THE DATA:

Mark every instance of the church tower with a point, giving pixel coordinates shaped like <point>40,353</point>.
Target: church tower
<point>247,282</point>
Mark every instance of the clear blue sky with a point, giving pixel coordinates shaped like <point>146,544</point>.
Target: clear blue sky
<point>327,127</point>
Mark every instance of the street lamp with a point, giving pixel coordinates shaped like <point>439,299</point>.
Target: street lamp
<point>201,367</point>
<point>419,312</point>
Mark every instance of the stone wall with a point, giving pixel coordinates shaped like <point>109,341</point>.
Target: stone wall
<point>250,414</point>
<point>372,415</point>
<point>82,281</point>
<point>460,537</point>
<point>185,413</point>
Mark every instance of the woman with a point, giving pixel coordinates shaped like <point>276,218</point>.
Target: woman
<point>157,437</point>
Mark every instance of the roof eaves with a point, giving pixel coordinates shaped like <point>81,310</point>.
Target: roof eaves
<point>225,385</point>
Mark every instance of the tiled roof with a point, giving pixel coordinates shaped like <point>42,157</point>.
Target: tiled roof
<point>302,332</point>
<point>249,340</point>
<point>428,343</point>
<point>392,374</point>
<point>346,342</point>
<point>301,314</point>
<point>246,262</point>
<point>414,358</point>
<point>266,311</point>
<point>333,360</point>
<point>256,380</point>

TASK OBJECTIVE: Your reply should match the data above exactly, line for line.

EXERCISE ANSWER:
Mark every instance of the church tower with a point, giving pixel coordinates shaped like <point>40,353</point>.
Target: church tower
<point>247,282</point>
Mark every instance of the clear blue sky with a point, giving pixel coordinates shaped like <point>146,544</point>.
Target: clear blue sky
<point>327,127</point>
Mark every instance of the street lamp with a point, giving pixel coordinates shaped like <point>439,299</point>.
Target: street lamp
<point>201,367</point>
<point>419,312</point>
Mark every instance of the stone wall with a point, giving pixel coordinates shaped like <point>109,341</point>.
Target: stone wall
<point>250,414</point>
<point>372,415</point>
<point>82,281</point>
<point>460,537</point>
<point>185,413</point>
Mark every instance of the woman with a point, giving pixel coordinates shaped like <point>276,218</point>.
Target: woman
<point>157,437</point>
Mark every instance of the roof eaves with a point, giving pixel coordinates shaped like <point>81,310</point>.
Target: roof eaves
<point>225,385</point>
Mark every instance of the tiled roof with a point, giving pixel coordinates shaped like <point>42,157</point>.
Target: tiled roof
<point>302,332</point>
<point>249,340</point>
<point>428,343</point>
<point>392,374</point>
<point>346,342</point>
<point>301,314</point>
<point>246,262</point>
<point>414,358</point>
<point>266,311</point>
<point>333,360</point>
<point>256,380</point>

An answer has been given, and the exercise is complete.